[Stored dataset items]
################

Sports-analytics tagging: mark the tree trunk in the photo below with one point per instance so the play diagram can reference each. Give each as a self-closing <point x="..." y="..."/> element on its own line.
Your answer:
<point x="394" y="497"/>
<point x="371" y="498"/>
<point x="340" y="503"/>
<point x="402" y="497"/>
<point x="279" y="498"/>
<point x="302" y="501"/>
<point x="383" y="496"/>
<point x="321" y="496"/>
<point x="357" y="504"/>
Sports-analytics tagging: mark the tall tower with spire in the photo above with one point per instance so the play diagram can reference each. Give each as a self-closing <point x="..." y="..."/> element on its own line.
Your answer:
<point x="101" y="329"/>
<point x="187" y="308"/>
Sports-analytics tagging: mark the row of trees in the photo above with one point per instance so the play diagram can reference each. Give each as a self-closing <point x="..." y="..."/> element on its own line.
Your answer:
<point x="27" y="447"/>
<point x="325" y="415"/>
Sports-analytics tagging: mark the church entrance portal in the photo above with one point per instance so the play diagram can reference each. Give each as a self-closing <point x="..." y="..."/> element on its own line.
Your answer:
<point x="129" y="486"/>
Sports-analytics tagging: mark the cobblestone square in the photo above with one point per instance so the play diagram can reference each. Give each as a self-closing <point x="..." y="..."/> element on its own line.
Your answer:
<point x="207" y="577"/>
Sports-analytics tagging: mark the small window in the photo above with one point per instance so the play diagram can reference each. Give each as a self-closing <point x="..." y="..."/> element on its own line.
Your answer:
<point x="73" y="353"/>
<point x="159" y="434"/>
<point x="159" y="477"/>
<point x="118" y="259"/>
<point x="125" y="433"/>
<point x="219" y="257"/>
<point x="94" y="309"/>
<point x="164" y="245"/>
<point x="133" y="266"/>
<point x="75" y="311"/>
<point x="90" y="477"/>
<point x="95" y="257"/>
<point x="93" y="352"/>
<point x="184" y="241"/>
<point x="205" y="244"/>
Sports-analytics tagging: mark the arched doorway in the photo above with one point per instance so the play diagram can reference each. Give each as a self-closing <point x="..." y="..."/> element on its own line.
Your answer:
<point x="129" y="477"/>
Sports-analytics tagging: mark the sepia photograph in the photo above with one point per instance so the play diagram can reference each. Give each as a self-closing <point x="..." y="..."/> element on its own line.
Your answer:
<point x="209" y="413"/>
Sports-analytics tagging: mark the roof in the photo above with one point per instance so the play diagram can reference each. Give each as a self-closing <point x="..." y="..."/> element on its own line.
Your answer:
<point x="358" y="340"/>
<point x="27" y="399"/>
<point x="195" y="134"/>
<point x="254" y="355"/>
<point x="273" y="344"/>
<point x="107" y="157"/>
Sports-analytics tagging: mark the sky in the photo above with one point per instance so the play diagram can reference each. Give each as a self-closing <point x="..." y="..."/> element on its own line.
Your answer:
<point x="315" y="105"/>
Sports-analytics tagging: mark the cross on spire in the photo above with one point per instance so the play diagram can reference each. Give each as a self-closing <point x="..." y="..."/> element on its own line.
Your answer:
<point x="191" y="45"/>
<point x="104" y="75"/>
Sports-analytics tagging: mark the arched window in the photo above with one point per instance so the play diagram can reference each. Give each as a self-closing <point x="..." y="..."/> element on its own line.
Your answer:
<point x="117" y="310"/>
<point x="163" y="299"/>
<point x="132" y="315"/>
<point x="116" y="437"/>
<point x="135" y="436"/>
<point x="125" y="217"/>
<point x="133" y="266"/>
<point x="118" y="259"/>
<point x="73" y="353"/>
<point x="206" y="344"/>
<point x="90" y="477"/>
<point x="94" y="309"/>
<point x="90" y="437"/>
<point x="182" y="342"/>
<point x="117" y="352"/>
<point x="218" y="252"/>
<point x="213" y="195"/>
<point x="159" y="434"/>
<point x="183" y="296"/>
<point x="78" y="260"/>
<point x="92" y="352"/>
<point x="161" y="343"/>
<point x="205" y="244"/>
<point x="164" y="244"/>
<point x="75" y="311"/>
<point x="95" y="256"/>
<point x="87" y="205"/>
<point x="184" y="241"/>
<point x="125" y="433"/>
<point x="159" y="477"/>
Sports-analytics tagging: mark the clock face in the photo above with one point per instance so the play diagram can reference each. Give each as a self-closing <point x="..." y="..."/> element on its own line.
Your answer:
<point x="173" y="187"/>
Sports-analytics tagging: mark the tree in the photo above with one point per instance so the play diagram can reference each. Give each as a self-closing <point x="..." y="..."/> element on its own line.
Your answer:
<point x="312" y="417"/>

################

■ Goal of the exercise ■
The records shown above are to be copied exactly, every one of them.

■ Response ■
Sports-analytics tagging: mark the tree trunk in the photo below with one point per instance so the play diagram can reference each. Give each as a self-closing <point x="..." y="..."/> element on its own line.
Your answer:
<point x="394" y="497"/>
<point x="371" y="498"/>
<point x="340" y="503"/>
<point x="402" y="497"/>
<point x="279" y="498"/>
<point x="302" y="501"/>
<point x="383" y="496"/>
<point x="321" y="496"/>
<point x="357" y="504"/>
Sports-analytics tagging: mark the tall tower with spire in the photo above with one point per instance so the play diagram can reference each. Give each as a self-closing <point x="..." y="..."/> element on its own line.
Your answer:
<point x="101" y="329"/>
<point x="187" y="308"/>
Sports-analytics tagging: mark the row of trees in the photo above with one point per instance so the play diagram can reference each. Give each as a self-closing <point x="..." y="..."/> element on its own line.
Your answer:
<point x="27" y="447"/>
<point x="325" y="415"/>
Sports-analytics tagging: mark the church entrance portal in the photo above with one point per instance so the play diagram can reference each. Give each as a self-closing <point x="..." y="..."/> element on its own line.
Your answer:
<point x="129" y="486"/>
Sports-analytics tagging: mark the cobblestone square in the photo above with one point per instance so the play diagram can reference each. Give each as a self-closing <point x="..." y="..."/> element on its own line.
Your answer:
<point x="207" y="577"/>
Sports-analytics tagging: mark the small window in the photo above with one point per instance so the play diagram can reference each. Give each as a self-closing <point x="..." y="..."/> element on its own line.
Your answer:
<point x="73" y="353"/>
<point x="159" y="434"/>
<point x="159" y="477"/>
<point x="118" y="259"/>
<point x="125" y="433"/>
<point x="219" y="257"/>
<point x="94" y="309"/>
<point x="164" y="245"/>
<point x="133" y="266"/>
<point x="75" y="311"/>
<point x="90" y="477"/>
<point x="95" y="257"/>
<point x="93" y="352"/>
<point x="184" y="241"/>
<point x="205" y="244"/>
Sports-analytics tagging: mark the arched doorway in the photo above with one point per instance so the play diagram can reference each. Give each as a self-closing <point x="..." y="..."/> element on its own line.
Your answer:
<point x="129" y="477"/>
Sports-analytics tagging: mark the sepia photograph in the photo above with one point per instance so the play diagram can reference each. Give each as a self-closing <point x="..." y="..."/> element on its own line.
Your answer:
<point x="209" y="413"/>
Sports-analytics tagging: mark the roof in the photo above with one point per instance so the play diagram can reference each. Give each as a self-closing <point x="..." y="..."/> element on its own line.
Your answer:
<point x="358" y="340"/>
<point x="27" y="399"/>
<point x="195" y="134"/>
<point x="254" y="355"/>
<point x="273" y="344"/>
<point x="107" y="157"/>
Sports-analytics tagging: mark the sky in the photo above with one point per instance so the play diagram can reference each. Give each as a self-closing <point x="..." y="..."/> element on its own line.
Your answer:
<point x="315" y="105"/>
Sports-analytics tagging: mark the cross on spire in the photo above with one point per instance so the play diagram can reference each. Give each as a self-closing <point x="..." y="..."/> element on its own line.
Your answer:
<point x="191" y="45"/>
<point x="104" y="75"/>
Sports-analytics tagging: mark the arched window in the photo above with one point per instance so the play diagram can reference each. Give each as a self-closing <point x="..." y="..."/> element on its own line.
Your answer:
<point x="117" y="310"/>
<point x="163" y="299"/>
<point x="132" y="315"/>
<point x="116" y="437"/>
<point x="135" y="436"/>
<point x="125" y="217"/>
<point x="133" y="266"/>
<point x="118" y="259"/>
<point x="73" y="353"/>
<point x="206" y="344"/>
<point x="90" y="477"/>
<point x="94" y="309"/>
<point x="90" y="437"/>
<point x="182" y="342"/>
<point x="117" y="352"/>
<point x="218" y="252"/>
<point x="213" y="195"/>
<point x="159" y="434"/>
<point x="183" y="296"/>
<point x="78" y="260"/>
<point x="92" y="352"/>
<point x="161" y="343"/>
<point x="205" y="244"/>
<point x="164" y="244"/>
<point x="75" y="311"/>
<point x="95" y="256"/>
<point x="87" y="205"/>
<point x="184" y="241"/>
<point x="125" y="433"/>
<point x="159" y="477"/>
Sports-analytics tagging: mark the clock face in the photo above with one point per instance so the play diagram can reference each. Give each as a self-closing <point x="..." y="..."/> element on its own line.
Your answer:
<point x="173" y="187"/>
Sports-analytics tagging: mark the tree in the photo above with one point per instance so the play diagram can reference each. Give each as a self-closing <point x="..." y="..."/> element on its own line.
Your answer:
<point x="312" y="417"/>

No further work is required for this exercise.